INFORMATION SHOWN Block Start

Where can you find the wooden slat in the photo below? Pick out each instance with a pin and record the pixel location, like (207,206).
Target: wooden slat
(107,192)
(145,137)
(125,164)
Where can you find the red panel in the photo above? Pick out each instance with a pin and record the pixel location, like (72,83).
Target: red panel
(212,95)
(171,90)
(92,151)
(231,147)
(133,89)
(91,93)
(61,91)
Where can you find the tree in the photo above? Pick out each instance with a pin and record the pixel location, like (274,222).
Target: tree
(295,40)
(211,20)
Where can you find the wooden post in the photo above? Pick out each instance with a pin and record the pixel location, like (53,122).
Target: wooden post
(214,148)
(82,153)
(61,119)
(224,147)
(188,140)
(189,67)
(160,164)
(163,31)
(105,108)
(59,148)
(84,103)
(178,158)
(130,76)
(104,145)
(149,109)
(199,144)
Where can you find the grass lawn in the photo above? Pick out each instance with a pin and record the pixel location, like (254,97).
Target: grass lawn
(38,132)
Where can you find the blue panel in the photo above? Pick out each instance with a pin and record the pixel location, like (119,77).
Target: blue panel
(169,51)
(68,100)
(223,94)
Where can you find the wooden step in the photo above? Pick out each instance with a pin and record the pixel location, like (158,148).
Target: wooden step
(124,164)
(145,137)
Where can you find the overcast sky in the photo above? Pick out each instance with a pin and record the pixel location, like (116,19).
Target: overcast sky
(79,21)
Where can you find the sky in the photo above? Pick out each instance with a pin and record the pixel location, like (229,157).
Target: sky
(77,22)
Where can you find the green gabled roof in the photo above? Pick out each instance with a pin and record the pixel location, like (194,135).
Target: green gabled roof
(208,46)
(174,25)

INFORMATION SHOWN Block End

__WORK TO COMPLETE__. Repeat, exactly as they stand, the line that contains "Target: wooden post" and all the lines after it in the data above.

__WRITTEN RESPONSE__.
Target: wooden post
(214,148)
(82,153)
(61,119)
(224,147)
(188,140)
(189,67)
(160,164)
(163,31)
(105,108)
(59,148)
(84,103)
(178,158)
(130,76)
(104,145)
(149,109)
(199,144)
Where can you find the grass lawn in the photo above? Pick out each instance with a pin and record the pixel location, like (254,97).
Target: grass lawn
(38,132)
Where can you find the blue panel in the photo above? Pick out each instance with a pin and record the pixel location, like (119,77).
Target: blue panel
(169,51)
(68,100)
(223,94)
Where can you find the wooden step in the photo above? Pick out each instance with a pin and record the pixel location, like (158,148).
Target: wooden step
(124,164)
(145,137)
Where can you find the overcast sky in the photo above? Pick out each instance with a pin and record the pixel location, like (116,19).
Target: overcast sky
(79,21)
Where can you find the sky in the photo above? Pick out each instance with a pin and record the pixel location, like (229,157).
Target: sky
(77,22)
Where can you find the green gabled roof in the photo above? Pick out each instance with a pin and record the pixel location, like (194,135).
Target: green gabled roof
(208,46)
(174,25)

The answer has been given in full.